Document segment:
^^^^

In [1]:
import pandas as pd
import numpy as np
import os
import plotly.graph_objects as go
import plotly.figure_factory as ff

# Dataset Loading and Preprocessing

Download datasets [here](https://grouplens.org/datasets/movielens/1m/)
Dataset consists of three files *movies.dat*, *users.dat*, *ratings.dat*

I am loading the dat files and converting them to csv files.

In [2]:
users=pd.read_csv('ml-1m/users.dat',sep='::',
                   engine='python',names=['user_id','gender','age','occupation','zipcode'])
print(users['user_id'].count(),'users are loaded.')

6040 users are loaded.


From the [README](http://files.grouplens.org/datasets/movielens/ml-1m-README.txt) file<br>
1) it can be read that age does not actually represent age but age groups so I am replacin age data to represent the age groups.<br>
2) occupations is an int type but it actually represents a category so I am replacing occupation data to represent the occupation category.

In [3]:
ages = { 1: "Under 18", 18: "18-24", 25: "25-34", 35: "35-44", 45: "45-49", 50: "50-55", 56: "56+" }
occupations = { 0: "other or not specified", 1: "academic/educator", 2: "artist", 3: "clerical/admin",
                4: "college/grad student", 5: "customer service", 6: "doctor/health care",
                7: "executive/managerial", 8: "farmer", 9: "homemaker", 10: "K-12 student", 11: "lawyer",
                12: "programmer", 13: "retired", 14: "sales/marketing", 15: "scientist", 16: "self-employed",
                17: "technician/engineer", 18: "tradesman/craftsman", 19: "unemployed", 20: "writer" }

In [4]:
users['age'] = users['age'].apply(lambda x: ages[x])

^^^^

Supplied information:
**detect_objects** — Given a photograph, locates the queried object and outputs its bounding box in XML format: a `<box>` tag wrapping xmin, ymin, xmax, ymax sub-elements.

^^^^

What is asked:
[A] Retype the MovieLens notebook from "I am loading" to "6040 users are loaded.".
[B] In the MovieLens notebook:
(i) How many users are reported as loaded?
(ii) Which three files make up the dataset?
(iii) Which occupation does code 12 stand for?
[C] Summarize the MovieLens notebook in two sentences.
Work from the MovieLens notebook alone, not from the material.

Outputs for the tasks:
[A]
I am loading the dat files and converting them to csv files.

In [2]:
users=pd.read_csv('ml-1m/users.dat',sep='::',
                   engine='python',names=['user_id','gender','age','occupation','zipcode'])
print(users['user_id'].count(),'users are loaded.')

6040 users are loaded.

[B]
(i) 6040
(ii) movies.dat, users.dat and ratings.dat
(iii) Programmer

[C] The notebook notes that the MovieLens 1M dataset consists of movies.dat, users.dat and ratings.dat, and it loads users.dat with pandas, reporting 6040 users. Citing the README, which says age and occupation values stand for groups and categories, it defines dictionaries mapping those codes to labels and applies the age mapping to the user data.